DO THIS: Pull out each line of the records that contains the string "hind" and list those lines.
## Begin
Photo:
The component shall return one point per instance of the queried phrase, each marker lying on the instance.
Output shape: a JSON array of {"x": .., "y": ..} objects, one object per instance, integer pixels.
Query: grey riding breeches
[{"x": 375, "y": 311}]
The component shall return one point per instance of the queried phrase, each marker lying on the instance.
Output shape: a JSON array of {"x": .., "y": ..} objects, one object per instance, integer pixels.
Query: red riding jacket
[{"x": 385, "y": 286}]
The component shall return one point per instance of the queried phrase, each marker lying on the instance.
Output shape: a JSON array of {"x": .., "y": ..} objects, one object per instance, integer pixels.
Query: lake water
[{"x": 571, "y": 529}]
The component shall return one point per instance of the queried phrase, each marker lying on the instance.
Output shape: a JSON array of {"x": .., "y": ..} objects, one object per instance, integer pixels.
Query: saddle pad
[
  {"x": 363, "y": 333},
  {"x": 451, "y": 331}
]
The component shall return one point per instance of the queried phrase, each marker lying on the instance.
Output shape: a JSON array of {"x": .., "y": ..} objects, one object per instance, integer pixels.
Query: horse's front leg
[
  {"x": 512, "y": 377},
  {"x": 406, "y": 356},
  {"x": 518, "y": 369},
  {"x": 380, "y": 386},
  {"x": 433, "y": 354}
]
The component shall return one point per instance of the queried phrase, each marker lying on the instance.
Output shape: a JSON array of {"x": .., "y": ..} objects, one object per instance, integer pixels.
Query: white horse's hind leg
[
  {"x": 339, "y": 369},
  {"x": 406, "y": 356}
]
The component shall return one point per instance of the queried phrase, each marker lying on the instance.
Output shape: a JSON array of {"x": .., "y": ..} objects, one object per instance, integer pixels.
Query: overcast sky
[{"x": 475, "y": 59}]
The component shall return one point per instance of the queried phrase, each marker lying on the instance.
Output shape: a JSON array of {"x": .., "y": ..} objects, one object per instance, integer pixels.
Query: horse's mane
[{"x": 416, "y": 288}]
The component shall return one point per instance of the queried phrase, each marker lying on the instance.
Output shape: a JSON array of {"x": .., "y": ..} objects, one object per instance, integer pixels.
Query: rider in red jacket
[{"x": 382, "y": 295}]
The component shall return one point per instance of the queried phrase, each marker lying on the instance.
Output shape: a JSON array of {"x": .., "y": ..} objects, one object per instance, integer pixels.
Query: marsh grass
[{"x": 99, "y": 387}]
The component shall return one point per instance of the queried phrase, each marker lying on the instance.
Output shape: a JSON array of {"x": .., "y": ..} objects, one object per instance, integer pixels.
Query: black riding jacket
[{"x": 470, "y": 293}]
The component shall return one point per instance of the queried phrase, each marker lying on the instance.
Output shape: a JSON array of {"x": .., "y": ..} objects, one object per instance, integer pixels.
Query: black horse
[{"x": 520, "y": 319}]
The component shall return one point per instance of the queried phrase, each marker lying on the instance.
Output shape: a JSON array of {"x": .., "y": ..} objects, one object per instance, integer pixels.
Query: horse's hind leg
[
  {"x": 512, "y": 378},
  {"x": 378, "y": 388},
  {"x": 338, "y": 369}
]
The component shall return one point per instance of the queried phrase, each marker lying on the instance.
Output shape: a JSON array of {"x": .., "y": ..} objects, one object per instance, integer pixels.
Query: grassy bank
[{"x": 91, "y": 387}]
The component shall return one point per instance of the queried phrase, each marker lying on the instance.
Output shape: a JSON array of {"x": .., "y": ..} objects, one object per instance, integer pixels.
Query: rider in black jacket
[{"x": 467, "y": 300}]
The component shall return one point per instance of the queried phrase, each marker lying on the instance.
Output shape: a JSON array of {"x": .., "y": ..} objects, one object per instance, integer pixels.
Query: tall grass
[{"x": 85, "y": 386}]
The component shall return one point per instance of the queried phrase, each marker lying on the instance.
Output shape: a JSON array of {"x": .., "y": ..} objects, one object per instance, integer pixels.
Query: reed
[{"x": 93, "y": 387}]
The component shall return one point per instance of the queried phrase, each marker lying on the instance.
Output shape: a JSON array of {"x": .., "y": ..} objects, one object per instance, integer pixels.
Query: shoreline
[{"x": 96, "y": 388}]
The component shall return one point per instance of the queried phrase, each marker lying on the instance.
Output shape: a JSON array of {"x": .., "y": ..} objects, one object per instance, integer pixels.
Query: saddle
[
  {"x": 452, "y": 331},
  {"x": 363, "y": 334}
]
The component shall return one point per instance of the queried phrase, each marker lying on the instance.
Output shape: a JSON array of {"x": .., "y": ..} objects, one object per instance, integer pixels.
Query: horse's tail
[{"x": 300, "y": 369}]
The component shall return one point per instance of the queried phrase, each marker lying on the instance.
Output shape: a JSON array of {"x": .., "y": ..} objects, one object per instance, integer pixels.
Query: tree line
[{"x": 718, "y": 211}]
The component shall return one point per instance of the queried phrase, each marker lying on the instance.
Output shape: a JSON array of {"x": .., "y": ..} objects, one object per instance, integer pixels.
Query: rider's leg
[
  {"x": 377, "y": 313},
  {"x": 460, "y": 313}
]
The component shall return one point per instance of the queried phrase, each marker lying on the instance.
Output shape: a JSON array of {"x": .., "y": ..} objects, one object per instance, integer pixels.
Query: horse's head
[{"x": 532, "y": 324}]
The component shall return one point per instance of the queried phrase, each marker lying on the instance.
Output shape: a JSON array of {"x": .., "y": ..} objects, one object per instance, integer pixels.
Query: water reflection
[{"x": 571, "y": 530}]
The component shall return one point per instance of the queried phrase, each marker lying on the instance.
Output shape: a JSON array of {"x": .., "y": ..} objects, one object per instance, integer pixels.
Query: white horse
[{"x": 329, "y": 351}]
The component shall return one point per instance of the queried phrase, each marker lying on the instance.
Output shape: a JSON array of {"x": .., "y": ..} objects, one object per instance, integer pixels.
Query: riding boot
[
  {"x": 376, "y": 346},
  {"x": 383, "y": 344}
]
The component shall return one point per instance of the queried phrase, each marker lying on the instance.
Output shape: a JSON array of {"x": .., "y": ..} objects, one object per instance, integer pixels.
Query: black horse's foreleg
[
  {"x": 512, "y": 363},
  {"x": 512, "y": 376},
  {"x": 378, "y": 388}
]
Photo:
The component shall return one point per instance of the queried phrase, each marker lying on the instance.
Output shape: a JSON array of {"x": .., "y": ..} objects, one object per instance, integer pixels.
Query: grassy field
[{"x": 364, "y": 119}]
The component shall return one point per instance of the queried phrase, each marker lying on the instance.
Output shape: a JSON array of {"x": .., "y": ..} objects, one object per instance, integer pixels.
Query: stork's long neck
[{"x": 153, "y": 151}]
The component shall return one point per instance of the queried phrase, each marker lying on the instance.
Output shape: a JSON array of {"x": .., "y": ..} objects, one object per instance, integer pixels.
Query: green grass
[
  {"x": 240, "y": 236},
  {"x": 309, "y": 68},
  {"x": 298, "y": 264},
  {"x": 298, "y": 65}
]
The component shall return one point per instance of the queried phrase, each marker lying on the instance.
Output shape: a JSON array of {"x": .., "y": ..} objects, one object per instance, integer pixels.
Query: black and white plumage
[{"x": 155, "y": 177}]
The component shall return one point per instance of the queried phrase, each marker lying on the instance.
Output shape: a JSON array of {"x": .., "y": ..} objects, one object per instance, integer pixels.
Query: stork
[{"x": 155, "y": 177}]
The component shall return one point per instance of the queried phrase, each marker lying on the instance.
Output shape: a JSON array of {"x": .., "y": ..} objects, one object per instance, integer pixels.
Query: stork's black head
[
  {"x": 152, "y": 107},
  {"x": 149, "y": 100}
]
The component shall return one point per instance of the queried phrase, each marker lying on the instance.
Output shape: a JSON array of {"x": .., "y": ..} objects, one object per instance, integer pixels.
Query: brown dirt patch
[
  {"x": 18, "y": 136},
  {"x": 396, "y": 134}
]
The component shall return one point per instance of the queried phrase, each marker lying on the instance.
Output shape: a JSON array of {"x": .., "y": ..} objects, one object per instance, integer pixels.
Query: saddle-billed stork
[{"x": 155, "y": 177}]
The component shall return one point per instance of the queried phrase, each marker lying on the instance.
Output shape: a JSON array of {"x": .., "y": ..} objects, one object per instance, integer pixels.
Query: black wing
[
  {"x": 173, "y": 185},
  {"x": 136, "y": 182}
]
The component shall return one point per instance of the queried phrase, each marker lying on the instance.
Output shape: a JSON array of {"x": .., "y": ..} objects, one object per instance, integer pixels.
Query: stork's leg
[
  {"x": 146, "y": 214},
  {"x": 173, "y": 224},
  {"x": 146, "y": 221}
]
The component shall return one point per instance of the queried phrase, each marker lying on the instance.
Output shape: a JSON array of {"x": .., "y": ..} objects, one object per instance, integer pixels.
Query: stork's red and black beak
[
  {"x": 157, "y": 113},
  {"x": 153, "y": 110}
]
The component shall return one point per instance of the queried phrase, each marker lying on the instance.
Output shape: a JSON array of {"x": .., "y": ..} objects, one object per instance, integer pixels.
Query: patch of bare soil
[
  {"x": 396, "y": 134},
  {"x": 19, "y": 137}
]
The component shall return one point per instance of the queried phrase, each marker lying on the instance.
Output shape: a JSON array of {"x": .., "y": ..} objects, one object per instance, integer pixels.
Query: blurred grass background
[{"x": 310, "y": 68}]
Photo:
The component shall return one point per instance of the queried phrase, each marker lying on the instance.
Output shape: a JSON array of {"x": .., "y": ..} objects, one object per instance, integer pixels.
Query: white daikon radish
## End
WRITTEN SOLUTION:
Query: white horse's hind leg
Query: horse's hind leg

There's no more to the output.